_Selected text_
%%

C. Mabit et al. [13] made a comparative study of peroneus brevis tenodesis with periosteal ligamentoplasty. These results showed a better functional outcome of the periosteal procedure (91% success rate) compared to the peroneus brevis procedure (54% success rate). The functional results were statistically correlated with an improvement in stability assessed during a radiological resistance test. For these authors, the discrepancies in clinical results can be explained by a biomechanical approach: the anatomical reconstruction procedure of the anterior talofibular ligament is a better technique for preserving the adaptive function of the talar joint. Our results confirm their conclusions, with a very similar satisfaction rate for the same procedure.
Castaing ligamentoplasty, a very popular technique in France, uses the distal part of the peroneus brevis. Jarde et al. [7] published a series of 46 patients operated with this technique with a follow-up of 5.5 years. With the Kitaoka score, they obtained 43% very good results, 39% good results, 11% good results and 7% poor results. Early complications included delayed scar healing, abscesses, neuromas, and algoneurodystrophy. Mild pain after prolonged exercise, recurrence of ankle sprain, edema, unsightly scarring, and limited leisure activities were observed. A major physical obstacle that has been observed includes decreased inversion amplitude between 50 and 70% compared to the healthy side, inconvenience, inability to squat, and inability to stand on one leg. This is why we have never used this technique in the service.

%%

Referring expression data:
%%

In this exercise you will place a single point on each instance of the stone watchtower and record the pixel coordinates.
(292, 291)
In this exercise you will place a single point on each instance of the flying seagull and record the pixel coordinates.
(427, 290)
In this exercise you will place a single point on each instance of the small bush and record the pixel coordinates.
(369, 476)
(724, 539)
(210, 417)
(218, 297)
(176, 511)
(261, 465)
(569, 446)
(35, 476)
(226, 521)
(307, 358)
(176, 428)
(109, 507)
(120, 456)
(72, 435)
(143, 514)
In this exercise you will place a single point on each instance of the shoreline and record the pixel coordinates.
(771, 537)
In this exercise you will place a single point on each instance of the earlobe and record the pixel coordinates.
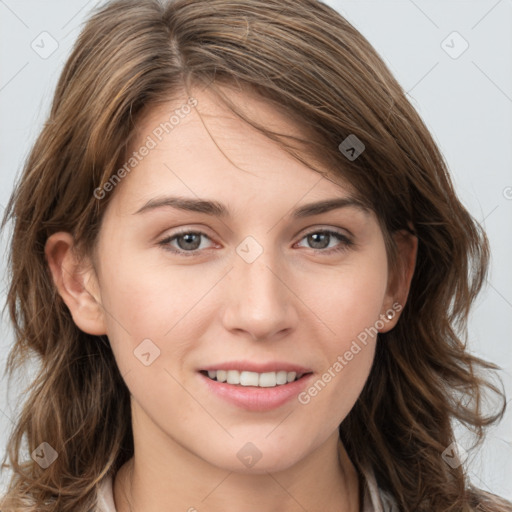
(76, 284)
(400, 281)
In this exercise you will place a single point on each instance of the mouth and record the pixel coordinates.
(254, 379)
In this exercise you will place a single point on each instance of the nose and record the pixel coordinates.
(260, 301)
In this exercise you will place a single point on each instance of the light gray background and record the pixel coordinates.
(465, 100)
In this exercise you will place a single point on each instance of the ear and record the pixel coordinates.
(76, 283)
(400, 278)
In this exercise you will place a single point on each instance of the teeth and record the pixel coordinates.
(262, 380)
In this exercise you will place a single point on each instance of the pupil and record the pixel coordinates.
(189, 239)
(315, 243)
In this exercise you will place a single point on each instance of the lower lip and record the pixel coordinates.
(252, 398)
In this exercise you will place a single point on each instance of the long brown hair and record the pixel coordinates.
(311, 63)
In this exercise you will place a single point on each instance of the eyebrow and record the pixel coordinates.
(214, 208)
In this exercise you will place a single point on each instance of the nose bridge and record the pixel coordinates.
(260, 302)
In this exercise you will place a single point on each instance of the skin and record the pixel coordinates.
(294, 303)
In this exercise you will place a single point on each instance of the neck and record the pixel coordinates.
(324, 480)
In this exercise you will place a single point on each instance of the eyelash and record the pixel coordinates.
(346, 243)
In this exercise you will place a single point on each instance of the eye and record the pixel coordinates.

%%
%%

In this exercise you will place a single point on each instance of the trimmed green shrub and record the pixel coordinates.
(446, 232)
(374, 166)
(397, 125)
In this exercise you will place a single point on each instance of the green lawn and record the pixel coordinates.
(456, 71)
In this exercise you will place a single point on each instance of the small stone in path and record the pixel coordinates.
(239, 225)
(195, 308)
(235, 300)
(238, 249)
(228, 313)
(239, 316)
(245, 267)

%%

_Work instructions_
**1)** In the ankle ligament text, how long was the follow-up in the Jarde et al. series of patients treated with Castaing ligamentoplasty?
**2)** Please continue the ankle ligament text from where it stops.
This listing has no connection to the ankle ligament text.

_Results in order_
**1)** 5.5 years

**2)**
Matteo et al. [14] in their arthroscopic studies reported an overall complication rate almost twice that of complications from conventional surgery. It should be noted that this high rate of complications has no significant impact on the patient’s postoperative clinical and functional results, as assessed at the end of follow-up (average AOFAS score: 92.48 for arthroscopy and 90.34 for open procedures). Arthroscopic techniques have higher costs due to the surgical equipment and higher surgical skills required, reserving these procedures for surgeons experienced in ankle arthroscopy. The duration of intervention and the duration of post-operative immobilization are unchanged compared to conventional techniques, to the extent that there are no fewer complications. The contribution of this technique seems limited to us.
The main limitation of our study is that the sample of patients is small and has a retrospective nature. However, it represents the first series studied in our center.
5. Conclusion
With a satisfaction rate of 93%, the results obtained in our study are in agreement with other techniques and previous publications on similar procedures. The main advantages of our method are effective stabilization of the two (2) levels (tibiotalar and subtalar) of the ankle and preservation of joint mobility of the ankle, with a very small number of complications. Chronic ankle laxity, especially when it is lateral, is now the main cause of ankle osteoarthritis, which argues in favor of early surgical repair of the lateral ligamentous structures.